- **Instruction**:
Please pull out every line below that contains the string "dark". Case counts.

- **Data for this exercise**:
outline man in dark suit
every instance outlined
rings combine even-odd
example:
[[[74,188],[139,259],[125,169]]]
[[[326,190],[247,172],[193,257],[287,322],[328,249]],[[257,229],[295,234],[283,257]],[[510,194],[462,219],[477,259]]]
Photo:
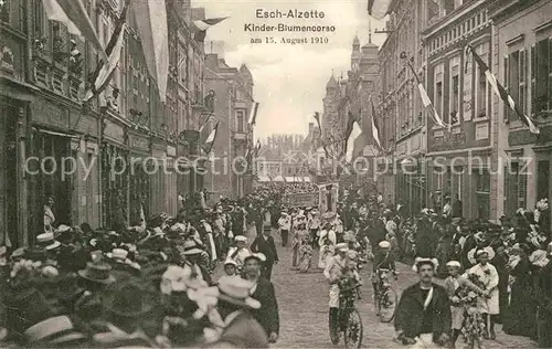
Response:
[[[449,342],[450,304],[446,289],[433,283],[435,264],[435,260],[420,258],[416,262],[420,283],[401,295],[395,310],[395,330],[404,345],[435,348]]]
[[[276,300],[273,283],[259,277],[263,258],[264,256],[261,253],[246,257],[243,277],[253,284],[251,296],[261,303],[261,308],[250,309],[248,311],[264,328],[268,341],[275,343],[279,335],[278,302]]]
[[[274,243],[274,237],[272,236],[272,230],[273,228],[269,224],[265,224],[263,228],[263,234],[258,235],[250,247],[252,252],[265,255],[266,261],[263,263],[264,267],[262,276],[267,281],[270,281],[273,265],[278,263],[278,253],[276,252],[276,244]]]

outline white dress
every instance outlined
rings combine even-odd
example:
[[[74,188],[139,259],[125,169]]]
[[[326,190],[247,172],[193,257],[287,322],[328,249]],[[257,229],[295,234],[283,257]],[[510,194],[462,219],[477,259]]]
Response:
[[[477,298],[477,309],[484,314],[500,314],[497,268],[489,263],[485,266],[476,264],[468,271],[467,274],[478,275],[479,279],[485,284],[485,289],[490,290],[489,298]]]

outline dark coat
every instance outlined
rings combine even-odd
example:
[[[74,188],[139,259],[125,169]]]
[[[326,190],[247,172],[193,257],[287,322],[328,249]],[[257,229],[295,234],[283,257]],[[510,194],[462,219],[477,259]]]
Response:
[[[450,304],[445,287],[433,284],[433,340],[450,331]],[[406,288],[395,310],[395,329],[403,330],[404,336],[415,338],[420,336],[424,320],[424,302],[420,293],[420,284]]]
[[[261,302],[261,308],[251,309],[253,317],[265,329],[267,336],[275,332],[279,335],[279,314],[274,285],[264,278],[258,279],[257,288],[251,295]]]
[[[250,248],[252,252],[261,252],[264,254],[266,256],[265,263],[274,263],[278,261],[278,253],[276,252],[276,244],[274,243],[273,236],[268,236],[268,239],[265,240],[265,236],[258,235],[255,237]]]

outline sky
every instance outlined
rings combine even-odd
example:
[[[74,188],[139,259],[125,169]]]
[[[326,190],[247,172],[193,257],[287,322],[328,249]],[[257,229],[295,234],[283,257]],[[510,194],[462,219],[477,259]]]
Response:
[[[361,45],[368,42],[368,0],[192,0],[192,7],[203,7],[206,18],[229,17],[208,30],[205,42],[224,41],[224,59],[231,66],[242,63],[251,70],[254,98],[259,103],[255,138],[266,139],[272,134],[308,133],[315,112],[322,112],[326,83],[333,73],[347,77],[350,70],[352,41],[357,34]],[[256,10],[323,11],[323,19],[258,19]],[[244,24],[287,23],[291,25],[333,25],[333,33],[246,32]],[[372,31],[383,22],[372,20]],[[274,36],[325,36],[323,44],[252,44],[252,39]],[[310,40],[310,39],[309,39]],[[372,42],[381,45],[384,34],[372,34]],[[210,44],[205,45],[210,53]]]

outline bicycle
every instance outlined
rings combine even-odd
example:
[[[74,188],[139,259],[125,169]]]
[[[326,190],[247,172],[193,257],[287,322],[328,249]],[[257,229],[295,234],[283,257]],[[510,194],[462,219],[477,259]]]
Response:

==

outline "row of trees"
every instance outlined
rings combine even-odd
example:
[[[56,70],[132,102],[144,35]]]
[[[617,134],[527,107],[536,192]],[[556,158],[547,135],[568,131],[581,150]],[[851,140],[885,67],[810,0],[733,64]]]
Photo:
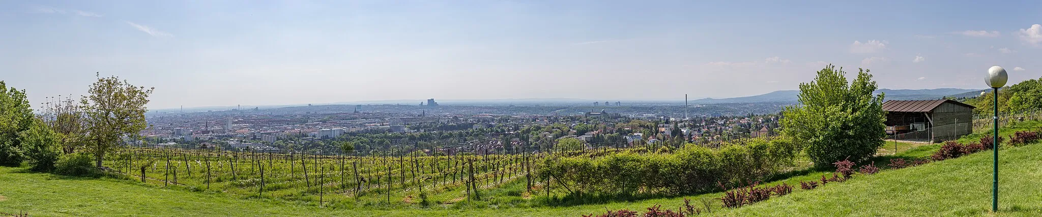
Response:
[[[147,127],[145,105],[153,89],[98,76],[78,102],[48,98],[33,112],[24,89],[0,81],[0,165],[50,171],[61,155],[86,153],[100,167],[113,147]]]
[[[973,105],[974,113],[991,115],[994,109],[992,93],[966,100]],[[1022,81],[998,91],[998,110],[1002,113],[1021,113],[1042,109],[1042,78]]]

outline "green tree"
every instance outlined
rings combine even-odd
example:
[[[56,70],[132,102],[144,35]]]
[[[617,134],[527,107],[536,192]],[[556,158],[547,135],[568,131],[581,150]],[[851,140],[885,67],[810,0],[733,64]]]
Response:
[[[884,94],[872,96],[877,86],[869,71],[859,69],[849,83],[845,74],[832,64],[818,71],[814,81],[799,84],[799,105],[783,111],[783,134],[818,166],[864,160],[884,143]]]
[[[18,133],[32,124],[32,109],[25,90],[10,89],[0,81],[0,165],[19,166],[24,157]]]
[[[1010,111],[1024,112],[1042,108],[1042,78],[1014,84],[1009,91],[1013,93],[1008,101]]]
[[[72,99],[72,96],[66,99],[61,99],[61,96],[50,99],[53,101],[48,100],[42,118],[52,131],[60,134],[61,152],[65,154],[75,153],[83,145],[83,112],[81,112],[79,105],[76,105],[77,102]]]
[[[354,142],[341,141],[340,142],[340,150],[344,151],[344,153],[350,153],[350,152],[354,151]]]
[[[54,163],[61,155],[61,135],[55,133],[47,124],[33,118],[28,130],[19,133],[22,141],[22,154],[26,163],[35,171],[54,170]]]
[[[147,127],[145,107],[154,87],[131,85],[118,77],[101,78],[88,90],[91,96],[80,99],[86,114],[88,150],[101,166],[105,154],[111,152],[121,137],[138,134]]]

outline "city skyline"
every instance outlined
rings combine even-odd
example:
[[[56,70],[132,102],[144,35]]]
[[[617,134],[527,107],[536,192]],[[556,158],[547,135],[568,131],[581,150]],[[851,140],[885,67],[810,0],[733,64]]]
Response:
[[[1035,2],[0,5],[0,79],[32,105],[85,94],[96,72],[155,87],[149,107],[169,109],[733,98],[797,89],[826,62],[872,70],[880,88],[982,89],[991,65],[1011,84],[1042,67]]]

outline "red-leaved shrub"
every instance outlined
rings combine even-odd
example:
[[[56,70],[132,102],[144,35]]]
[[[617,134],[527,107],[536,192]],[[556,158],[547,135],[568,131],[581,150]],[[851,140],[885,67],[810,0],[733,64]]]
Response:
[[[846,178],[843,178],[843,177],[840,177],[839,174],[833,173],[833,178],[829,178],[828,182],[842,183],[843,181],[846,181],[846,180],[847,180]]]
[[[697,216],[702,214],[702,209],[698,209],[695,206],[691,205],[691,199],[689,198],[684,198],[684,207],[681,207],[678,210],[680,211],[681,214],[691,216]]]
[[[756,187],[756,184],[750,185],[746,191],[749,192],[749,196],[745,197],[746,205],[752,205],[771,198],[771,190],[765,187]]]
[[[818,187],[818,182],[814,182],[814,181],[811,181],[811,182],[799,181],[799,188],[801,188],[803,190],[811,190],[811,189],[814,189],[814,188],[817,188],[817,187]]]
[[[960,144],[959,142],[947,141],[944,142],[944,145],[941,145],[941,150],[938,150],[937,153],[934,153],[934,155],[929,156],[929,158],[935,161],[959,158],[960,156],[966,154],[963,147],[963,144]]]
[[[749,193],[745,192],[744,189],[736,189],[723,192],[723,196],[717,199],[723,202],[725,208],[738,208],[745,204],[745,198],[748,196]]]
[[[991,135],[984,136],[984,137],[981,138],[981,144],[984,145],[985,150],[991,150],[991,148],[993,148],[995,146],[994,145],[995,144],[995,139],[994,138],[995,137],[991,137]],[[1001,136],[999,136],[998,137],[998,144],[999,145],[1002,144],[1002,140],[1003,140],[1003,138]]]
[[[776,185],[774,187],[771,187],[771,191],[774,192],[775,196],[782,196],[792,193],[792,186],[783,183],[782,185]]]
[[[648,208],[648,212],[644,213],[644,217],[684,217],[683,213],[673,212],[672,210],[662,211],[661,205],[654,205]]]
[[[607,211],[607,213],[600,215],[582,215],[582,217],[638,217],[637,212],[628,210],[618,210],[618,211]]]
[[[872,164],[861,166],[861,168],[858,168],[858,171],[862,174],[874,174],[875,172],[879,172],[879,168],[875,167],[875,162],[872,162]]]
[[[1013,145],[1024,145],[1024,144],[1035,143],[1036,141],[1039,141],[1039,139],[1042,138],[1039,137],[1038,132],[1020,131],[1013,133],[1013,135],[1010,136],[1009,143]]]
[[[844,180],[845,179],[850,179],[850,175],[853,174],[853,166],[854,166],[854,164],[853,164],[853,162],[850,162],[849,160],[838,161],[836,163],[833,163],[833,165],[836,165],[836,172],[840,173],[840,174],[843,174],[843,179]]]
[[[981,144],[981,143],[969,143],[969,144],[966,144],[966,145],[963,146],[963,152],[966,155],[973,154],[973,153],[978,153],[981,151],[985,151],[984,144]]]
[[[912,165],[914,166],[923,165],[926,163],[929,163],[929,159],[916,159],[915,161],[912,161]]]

- **Solved problem**:
outline man in dark suit
outline dark coat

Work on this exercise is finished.